» **Goal of the exercise**: Beginning at the line that contains "written like <point>51,79</point>." and ending at the last line of the records below, retype each line exactly and add nothing.

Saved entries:
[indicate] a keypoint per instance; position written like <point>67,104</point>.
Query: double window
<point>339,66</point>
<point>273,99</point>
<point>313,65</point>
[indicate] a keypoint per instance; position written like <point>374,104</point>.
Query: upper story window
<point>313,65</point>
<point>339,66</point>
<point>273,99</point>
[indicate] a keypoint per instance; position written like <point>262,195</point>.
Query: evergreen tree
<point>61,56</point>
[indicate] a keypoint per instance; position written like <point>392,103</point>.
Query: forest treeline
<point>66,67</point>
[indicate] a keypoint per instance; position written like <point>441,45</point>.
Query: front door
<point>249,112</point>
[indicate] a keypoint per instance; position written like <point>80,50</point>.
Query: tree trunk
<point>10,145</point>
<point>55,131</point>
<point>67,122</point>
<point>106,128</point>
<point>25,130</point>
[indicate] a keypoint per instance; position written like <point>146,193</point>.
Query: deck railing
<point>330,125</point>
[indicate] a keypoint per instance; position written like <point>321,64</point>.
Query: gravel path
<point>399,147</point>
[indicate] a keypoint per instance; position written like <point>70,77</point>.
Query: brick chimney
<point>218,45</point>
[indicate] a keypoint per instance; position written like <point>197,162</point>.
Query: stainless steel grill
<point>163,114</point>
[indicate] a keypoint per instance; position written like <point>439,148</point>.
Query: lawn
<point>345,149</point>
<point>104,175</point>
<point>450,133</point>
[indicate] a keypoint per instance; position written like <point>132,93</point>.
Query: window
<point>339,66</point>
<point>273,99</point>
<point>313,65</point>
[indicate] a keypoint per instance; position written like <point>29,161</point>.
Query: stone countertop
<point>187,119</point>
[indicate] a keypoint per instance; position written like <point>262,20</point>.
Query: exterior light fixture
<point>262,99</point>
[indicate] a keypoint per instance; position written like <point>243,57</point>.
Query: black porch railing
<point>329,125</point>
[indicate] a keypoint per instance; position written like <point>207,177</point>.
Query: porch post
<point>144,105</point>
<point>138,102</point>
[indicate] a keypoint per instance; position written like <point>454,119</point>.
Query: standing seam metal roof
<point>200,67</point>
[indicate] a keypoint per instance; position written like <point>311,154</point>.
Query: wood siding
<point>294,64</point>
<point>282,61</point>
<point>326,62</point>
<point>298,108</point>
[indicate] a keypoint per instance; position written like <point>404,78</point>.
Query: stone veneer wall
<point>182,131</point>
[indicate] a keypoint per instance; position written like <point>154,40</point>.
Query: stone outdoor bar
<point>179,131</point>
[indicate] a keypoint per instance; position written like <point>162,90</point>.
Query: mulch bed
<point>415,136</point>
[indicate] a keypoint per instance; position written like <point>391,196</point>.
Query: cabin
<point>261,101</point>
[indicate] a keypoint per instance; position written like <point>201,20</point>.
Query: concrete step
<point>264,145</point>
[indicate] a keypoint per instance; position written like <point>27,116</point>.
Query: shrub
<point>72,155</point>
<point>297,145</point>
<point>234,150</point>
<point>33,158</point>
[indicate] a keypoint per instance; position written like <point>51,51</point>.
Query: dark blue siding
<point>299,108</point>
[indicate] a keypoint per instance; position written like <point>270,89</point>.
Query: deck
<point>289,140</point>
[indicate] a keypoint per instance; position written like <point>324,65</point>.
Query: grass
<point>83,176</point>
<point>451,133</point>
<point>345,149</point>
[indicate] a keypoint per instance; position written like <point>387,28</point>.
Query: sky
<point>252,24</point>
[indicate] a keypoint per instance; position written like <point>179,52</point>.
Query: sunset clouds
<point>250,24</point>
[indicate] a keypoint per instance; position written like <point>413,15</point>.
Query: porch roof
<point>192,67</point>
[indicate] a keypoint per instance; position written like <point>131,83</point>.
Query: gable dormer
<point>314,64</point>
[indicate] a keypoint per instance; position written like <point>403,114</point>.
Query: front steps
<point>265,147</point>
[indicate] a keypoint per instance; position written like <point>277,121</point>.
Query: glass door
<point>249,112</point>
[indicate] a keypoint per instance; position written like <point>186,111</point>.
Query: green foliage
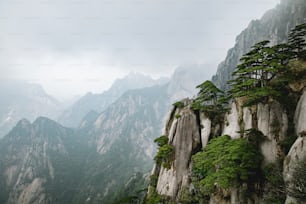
<point>162,140</point>
<point>297,185</point>
<point>287,143</point>
<point>274,191</point>
<point>255,78</point>
<point>264,72</point>
<point>177,116</point>
<point>297,41</point>
<point>153,180</point>
<point>153,197</point>
<point>210,99</point>
<point>165,155</point>
<point>186,197</point>
<point>255,136</point>
<point>179,104</point>
<point>225,163</point>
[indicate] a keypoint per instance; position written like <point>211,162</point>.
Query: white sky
<point>75,46</point>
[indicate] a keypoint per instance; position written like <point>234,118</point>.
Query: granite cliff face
<point>190,132</point>
<point>274,26</point>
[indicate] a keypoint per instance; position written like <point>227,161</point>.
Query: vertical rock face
<point>231,126</point>
<point>185,141</point>
<point>300,115</point>
<point>190,131</point>
<point>297,152</point>
<point>273,123</point>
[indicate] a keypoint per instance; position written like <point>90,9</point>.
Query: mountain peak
<point>23,123</point>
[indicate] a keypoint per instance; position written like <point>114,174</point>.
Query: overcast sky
<point>75,46</point>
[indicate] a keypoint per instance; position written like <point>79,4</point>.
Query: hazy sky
<point>75,46</point>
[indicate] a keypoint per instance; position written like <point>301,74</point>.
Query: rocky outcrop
<point>297,153</point>
<point>189,132</point>
<point>273,26</point>
<point>186,141</point>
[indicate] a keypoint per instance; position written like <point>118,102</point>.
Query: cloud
<point>78,40</point>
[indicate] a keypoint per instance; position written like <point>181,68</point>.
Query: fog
<point>75,46</point>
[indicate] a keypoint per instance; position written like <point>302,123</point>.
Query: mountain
<point>122,137</point>
<point>195,131</point>
<point>239,152</point>
<point>184,80</point>
<point>23,100</point>
<point>274,26</point>
<point>106,158</point>
<point>99,102</point>
<point>38,163</point>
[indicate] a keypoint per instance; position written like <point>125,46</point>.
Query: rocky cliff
<point>274,26</point>
<point>189,131</point>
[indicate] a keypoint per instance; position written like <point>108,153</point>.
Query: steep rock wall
<point>297,152</point>
<point>185,141</point>
<point>189,132</point>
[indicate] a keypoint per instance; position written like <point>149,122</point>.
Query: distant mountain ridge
<point>99,102</point>
<point>110,150</point>
<point>24,100</point>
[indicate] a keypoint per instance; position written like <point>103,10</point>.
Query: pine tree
<point>297,41</point>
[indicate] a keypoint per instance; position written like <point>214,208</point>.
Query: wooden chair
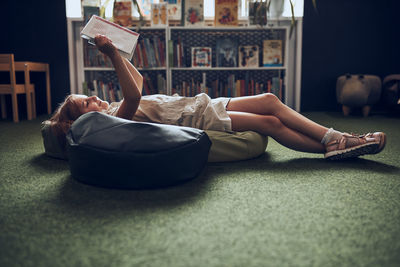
<point>13,89</point>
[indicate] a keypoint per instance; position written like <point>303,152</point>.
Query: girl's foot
<point>351,146</point>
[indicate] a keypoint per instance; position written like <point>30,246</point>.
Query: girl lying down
<point>263,113</point>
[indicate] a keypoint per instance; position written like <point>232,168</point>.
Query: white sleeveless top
<point>199,111</point>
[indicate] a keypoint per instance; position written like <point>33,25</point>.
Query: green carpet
<point>284,208</point>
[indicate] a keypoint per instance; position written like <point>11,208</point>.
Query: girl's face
<point>89,103</point>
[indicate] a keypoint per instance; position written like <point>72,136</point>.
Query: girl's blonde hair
<point>63,117</point>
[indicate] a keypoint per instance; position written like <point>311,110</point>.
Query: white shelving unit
<point>291,67</point>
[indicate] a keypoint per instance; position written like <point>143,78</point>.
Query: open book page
<point>124,39</point>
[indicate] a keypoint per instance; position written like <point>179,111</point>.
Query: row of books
<point>190,13</point>
<point>230,87</point>
<point>107,91</point>
<point>150,53</point>
<point>226,12</point>
<point>228,54</point>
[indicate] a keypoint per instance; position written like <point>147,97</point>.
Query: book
<point>159,16</point>
<point>122,13</point>
<point>226,13</point>
<point>89,11</point>
<point>226,52</point>
<point>174,9</point>
<point>248,56</point>
<point>272,53</point>
<point>124,39</point>
<point>258,13</point>
<point>194,13</point>
<point>201,57</point>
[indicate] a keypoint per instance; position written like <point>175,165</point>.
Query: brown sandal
<point>351,145</point>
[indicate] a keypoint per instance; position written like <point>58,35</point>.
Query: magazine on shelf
<point>248,56</point>
<point>174,9</point>
<point>258,13</point>
<point>272,53</point>
<point>122,13</point>
<point>124,39</point>
<point>227,52</point>
<point>194,13</point>
<point>201,57</point>
<point>159,15</point>
<point>226,13</point>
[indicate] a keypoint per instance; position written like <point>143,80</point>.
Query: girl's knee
<point>271,124</point>
<point>269,97</point>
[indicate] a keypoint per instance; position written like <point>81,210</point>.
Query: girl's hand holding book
<point>105,45</point>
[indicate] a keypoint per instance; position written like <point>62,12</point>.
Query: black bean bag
<point>112,152</point>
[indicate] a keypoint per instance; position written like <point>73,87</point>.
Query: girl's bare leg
<point>272,126</point>
<point>269,104</point>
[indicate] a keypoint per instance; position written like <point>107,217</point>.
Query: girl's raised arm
<point>131,84</point>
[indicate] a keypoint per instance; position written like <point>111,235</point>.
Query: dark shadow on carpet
<point>44,162</point>
<point>265,163</point>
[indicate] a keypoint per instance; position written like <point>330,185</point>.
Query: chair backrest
<point>7,64</point>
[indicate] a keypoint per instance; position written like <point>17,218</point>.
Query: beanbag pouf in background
<point>107,151</point>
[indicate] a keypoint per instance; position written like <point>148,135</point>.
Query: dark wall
<point>37,31</point>
<point>346,36</point>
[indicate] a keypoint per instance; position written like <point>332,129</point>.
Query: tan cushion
<point>235,146</point>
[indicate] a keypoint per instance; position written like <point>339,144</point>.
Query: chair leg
<point>28,103</point>
<point>34,104</point>
<point>3,107</point>
<point>14,101</point>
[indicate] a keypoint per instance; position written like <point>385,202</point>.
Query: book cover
<point>159,14</point>
<point>194,13</point>
<point>123,38</point>
<point>248,56</point>
<point>226,52</point>
<point>226,13</point>
<point>174,9</point>
<point>272,53</point>
<point>201,57</point>
<point>89,11</point>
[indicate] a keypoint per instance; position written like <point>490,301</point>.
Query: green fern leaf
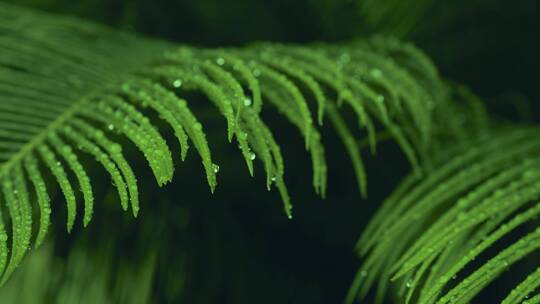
<point>429,232</point>
<point>70,88</point>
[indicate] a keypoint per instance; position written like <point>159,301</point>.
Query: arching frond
<point>445,238</point>
<point>70,88</point>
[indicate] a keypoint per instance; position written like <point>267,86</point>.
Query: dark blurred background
<point>237,246</point>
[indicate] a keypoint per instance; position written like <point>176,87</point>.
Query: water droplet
<point>116,148</point>
<point>177,83</point>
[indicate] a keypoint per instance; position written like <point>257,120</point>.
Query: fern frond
<point>70,88</point>
<point>429,232</point>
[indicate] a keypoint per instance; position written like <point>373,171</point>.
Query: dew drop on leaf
<point>177,83</point>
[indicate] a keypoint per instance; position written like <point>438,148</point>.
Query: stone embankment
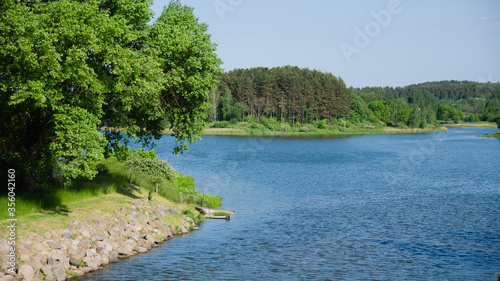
<point>84,246</point>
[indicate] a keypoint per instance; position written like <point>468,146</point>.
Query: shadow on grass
<point>62,210</point>
<point>128,191</point>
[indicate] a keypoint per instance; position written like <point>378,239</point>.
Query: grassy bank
<point>475,124</point>
<point>108,191</point>
<point>244,129</point>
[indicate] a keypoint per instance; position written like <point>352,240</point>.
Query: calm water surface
<point>381,207</point>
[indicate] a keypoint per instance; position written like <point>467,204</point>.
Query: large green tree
<point>70,69</point>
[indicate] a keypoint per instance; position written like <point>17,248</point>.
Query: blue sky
<point>365,42</point>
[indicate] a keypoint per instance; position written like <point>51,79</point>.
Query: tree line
<point>73,72</point>
<point>285,93</point>
<point>292,94</point>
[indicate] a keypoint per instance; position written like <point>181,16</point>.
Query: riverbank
<point>473,125</point>
<point>69,242</point>
<point>319,132</point>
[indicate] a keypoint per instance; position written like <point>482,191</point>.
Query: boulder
<point>27,272</point>
<point>123,251</point>
<point>90,252</point>
<point>54,245</point>
<point>75,262</point>
<point>133,235</point>
<point>38,246</point>
<point>40,238</point>
<point>97,237</point>
<point>66,235</point>
<point>113,257</point>
<point>141,250</point>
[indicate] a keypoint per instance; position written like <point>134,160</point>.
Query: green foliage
<point>190,67</point>
<point>404,116</point>
<point>157,170</point>
<point>381,110</point>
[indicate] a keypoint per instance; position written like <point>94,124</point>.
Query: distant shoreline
<point>366,131</point>
<point>480,125</point>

» **Written answer**:
[indicate] a keypoint per instance; position written like <point>51,79</point>.
Query: tree line
<point>73,72</point>
<point>285,93</point>
<point>292,94</point>
[indicate] a keypoint per instance; position written like <point>181,16</point>.
Query: riverbank
<point>473,125</point>
<point>69,242</point>
<point>319,132</point>
[indicate] a keypoint per instance; position written like <point>482,191</point>.
Query: boulder
<point>27,272</point>
<point>123,251</point>
<point>90,252</point>
<point>54,245</point>
<point>75,262</point>
<point>133,235</point>
<point>38,246</point>
<point>40,238</point>
<point>97,237</point>
<point>66,235</point>
<point>113,257</point>
<point>141,250</point>
[indicate] a keypoint per instance; position written like <point>134,160</point>.
Query: green foliage
<point>190,67</point>
<point>404,116</point>
<point>157,170</point>
<point>381,110</point>
[indicate] a keypoint per instance; position written like <point>94,124</point>.
Query: distant shoreline
<point>366,131</point>
<point>480,125</point>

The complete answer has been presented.